Share This Page

When an American President “Loses It”
What would happen if the president of the United States became cognitively impaired? The answer is “No one really knows.” In spite of several unnerving cases in this century, considerable study, and enactment of the 25th Amendment, there are more questions than answers, says Dr. Toole, co-chair of the Working Group on Presidential Disability. A disaster is waiting to happen.
Human society and its governance are the ultimate expression of cerebral activity. In times past, when impulses such as “kill or be killed,” arising from the hypothalamus or limbic system, overrode the forebrain’s control, relatively limited consequences followed. A stone thrown by a designated hitter killed Goliath in single combat; now our killing tools are so efficient that a few deranged individuals using nuclear and biological weapons can devastate continents.
Because the consequences of uncontrolled actions by leaders can be so far-reaching, those knowledgeable about brain function should makes themselves heard now—before we have a global disaster—to promote change in social systems that tolerate impaired individuals in power. I believe that leaders—local, national, and international—should undergo periodic assessments of their cognitive and behavioral functioning, as well as physical examinations, to ascertain if they have the intellectual and emotional capacity to make responsible decisions.
In certain countries, where leadership is based solely on power, there are shameful instances of senile officials holding office even when comatose—as happened with Marshal Tito in the former Yugoslavia and General Bourgiba in Tunisia. There is no doubt that the 1922 stroke that rendered Vladimir Ilyich Lenin partially paralyzed compromised his ability to speak and enabled the Communist party secretary, Joseph Stalin, to usurp control against the will of the Commisariat and, specifically, of Lenin. This made possible the liquidation of millions of kulaks by a paranoid leader. Arguably, senility in Mao Tse-tung of the People’s Republic of China resulted in the deaths of even more millions.
In the United States, election or selection for most offices requires only citizenship, absence of a criminal record, and attainment of a minimum age. Candidates for office have concealed life-threatening diseases, causing wrenching conflicts in their physicians between the obligation to keep confidential what is revealed by their patient and the responsibility to inform the public about life-limiting or judgment-impairing disease.

=== Records provided ===
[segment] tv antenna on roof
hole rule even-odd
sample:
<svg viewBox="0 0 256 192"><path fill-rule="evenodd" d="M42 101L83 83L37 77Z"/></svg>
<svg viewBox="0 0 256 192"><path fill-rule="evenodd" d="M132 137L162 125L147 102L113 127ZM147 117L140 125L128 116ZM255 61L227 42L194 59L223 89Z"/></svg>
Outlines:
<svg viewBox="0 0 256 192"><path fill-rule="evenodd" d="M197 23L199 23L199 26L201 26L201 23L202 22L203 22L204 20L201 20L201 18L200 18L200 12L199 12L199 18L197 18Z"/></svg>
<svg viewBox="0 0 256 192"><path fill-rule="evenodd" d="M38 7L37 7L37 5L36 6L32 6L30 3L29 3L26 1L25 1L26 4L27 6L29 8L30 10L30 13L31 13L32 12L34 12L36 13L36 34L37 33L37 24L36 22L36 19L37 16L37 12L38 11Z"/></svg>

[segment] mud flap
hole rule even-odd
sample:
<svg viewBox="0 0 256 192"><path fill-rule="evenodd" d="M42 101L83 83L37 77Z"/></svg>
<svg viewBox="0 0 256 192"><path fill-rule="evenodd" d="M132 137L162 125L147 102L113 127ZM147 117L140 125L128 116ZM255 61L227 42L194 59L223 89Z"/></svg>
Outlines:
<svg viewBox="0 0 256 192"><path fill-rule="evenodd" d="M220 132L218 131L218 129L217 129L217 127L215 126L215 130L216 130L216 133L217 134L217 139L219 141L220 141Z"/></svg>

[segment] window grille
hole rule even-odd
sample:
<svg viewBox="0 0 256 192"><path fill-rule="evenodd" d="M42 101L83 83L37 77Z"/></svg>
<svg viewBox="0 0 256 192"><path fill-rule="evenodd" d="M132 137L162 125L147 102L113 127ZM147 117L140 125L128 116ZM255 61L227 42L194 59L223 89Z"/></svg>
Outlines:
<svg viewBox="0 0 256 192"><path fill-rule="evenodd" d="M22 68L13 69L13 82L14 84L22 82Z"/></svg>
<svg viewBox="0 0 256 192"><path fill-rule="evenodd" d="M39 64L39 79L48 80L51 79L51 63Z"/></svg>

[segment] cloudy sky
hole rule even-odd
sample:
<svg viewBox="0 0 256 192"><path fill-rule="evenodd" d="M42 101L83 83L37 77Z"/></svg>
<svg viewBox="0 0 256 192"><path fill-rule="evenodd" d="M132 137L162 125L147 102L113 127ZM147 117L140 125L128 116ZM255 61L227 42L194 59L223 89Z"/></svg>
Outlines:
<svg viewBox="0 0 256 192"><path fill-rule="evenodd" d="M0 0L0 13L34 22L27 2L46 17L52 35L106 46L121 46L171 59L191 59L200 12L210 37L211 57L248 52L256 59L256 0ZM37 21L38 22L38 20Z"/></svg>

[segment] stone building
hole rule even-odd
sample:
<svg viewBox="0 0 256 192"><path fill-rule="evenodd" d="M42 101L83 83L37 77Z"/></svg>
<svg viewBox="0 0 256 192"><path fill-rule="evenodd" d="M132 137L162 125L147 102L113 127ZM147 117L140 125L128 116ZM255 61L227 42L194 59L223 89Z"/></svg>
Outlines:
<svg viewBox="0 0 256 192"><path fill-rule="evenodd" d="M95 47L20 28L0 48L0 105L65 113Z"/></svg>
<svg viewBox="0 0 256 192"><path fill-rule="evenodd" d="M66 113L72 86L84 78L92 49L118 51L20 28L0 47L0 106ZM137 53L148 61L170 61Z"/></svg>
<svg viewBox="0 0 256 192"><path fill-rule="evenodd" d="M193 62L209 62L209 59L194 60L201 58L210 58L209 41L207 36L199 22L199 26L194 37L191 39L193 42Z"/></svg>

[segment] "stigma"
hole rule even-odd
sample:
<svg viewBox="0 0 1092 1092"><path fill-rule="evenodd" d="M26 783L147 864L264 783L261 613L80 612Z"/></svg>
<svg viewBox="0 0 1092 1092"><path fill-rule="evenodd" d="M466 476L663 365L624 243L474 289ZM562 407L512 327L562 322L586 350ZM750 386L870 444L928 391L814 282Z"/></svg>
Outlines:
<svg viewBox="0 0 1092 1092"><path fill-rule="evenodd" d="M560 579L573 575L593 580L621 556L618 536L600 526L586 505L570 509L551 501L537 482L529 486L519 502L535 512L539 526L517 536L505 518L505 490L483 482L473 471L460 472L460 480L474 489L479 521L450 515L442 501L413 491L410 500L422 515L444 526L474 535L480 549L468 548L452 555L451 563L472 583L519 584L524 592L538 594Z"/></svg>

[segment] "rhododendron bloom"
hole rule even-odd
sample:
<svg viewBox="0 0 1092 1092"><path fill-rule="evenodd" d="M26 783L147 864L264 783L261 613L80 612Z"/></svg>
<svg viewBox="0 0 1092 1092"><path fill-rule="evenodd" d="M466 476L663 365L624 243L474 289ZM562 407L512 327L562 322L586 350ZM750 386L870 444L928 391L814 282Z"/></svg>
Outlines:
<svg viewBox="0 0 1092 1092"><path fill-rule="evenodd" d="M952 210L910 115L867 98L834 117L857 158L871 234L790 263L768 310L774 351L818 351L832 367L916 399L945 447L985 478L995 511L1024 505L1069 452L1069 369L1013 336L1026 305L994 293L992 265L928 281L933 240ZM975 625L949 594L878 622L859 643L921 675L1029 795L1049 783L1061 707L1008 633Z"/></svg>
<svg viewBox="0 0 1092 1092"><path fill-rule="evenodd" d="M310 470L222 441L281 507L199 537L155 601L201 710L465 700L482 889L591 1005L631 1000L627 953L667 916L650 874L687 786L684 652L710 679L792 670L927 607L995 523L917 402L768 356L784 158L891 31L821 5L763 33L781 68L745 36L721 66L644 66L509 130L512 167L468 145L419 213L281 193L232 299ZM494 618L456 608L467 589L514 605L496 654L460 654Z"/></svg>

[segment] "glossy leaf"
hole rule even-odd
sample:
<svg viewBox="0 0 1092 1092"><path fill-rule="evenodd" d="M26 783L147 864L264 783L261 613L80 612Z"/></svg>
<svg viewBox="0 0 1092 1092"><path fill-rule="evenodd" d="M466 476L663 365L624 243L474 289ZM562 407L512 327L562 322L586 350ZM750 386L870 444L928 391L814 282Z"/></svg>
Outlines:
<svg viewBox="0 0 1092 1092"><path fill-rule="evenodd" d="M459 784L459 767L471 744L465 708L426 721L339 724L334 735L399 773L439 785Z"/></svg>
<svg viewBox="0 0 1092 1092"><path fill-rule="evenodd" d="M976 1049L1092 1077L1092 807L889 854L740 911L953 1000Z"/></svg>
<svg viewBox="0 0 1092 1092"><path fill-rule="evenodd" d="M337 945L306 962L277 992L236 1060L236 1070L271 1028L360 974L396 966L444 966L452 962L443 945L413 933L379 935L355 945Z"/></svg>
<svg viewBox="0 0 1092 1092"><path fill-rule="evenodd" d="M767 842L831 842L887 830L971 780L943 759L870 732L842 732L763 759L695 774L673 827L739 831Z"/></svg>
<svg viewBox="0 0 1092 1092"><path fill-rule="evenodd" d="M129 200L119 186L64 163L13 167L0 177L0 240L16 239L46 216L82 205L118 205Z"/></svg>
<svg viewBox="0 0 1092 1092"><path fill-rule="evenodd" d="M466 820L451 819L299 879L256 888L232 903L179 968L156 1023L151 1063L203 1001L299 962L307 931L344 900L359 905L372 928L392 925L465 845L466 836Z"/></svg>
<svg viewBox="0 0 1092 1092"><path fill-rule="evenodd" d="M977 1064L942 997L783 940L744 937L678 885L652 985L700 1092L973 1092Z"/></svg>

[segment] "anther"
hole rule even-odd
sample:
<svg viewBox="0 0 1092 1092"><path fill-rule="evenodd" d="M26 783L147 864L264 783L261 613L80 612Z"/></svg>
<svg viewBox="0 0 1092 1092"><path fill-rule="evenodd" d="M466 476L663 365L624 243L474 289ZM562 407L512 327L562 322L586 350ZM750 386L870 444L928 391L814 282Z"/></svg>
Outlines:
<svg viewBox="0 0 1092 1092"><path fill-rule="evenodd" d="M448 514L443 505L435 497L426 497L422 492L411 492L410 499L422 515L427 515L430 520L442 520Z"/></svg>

=== Brief 1 ===
Answer from the article on impaired leaders:
(a) What group does Dr. Toole co-chair?
(b) In what year did Lenin have the stroke that left him partially paralyzed?
(c) What three things does election or selection for most offices in the United States require?
=== Brief 2 ===
Set down the part of the article on impaired leaders that opens with the words containing "Share This Page" and closes with "can devastate continents.". Copy it word for word.

=== Answer area 1 ===
(a) The Working Group on Presidential Disability.
(b) 1922.
(c) Citizenship, absence of a criminal record, and attainment of a minimum age.

=== Answer area 2 ===
Share This Page

When an American President “Loses It”
What would happen if the president of the United States became cognitively impaired? The answer is “No one really knows.” In spite of several unnerving cases in this century, considerable study, and enactment of the 25th Amendment, there are more questions than answers, says Dr. Toole, co-chair of the Working Group on Presidential Disability. A disaster is waiting to happen.
Human society and its governance are the ultimate expression of cerebral activity. In times past, when impulses such as “kill or be killed,” arising from the hypothalamus or limbic system, overrode the forebrain’s control, relatively limited consequences followed. A stone thrown by a designated hitter killed Goliath in single combat; now our killing tools are so efficient that a few deranged individuals using nuclear and biological weapons can devastate continents.